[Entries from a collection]
[Begin]

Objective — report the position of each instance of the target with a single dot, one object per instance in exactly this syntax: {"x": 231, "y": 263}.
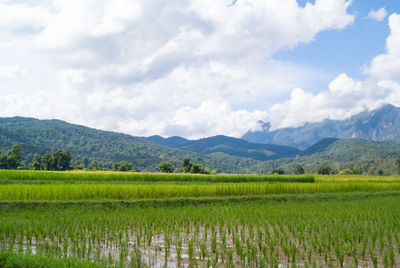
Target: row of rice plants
{"x": 312, "y": 234}
{"x": 356, "y": 178}
{"x": 101, "y": 176}
{"x": 148, "y": 191}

[End]

• Aim of the task:
Turn every line of the items above into a Markdown table with the columns "No." and "Line," numbering the rows and skipping blank lines. Leave the pictures out.

• Output below:
| No. | Line |
|---|---|
| 1 | Objective — report the position of each instance of the target with a single dot, one object per instance in exactly this syntax: {"x": 231, "y": 263}. |
| 2 | Target: row of rice plants |
| 3 | {"x": 312, "y": 234} |
| 4 | {"x": 356, "y": 178} |
| 5 | {"x": 101, "y": 176} |
| 6 | {"x": 148, "y": 191} |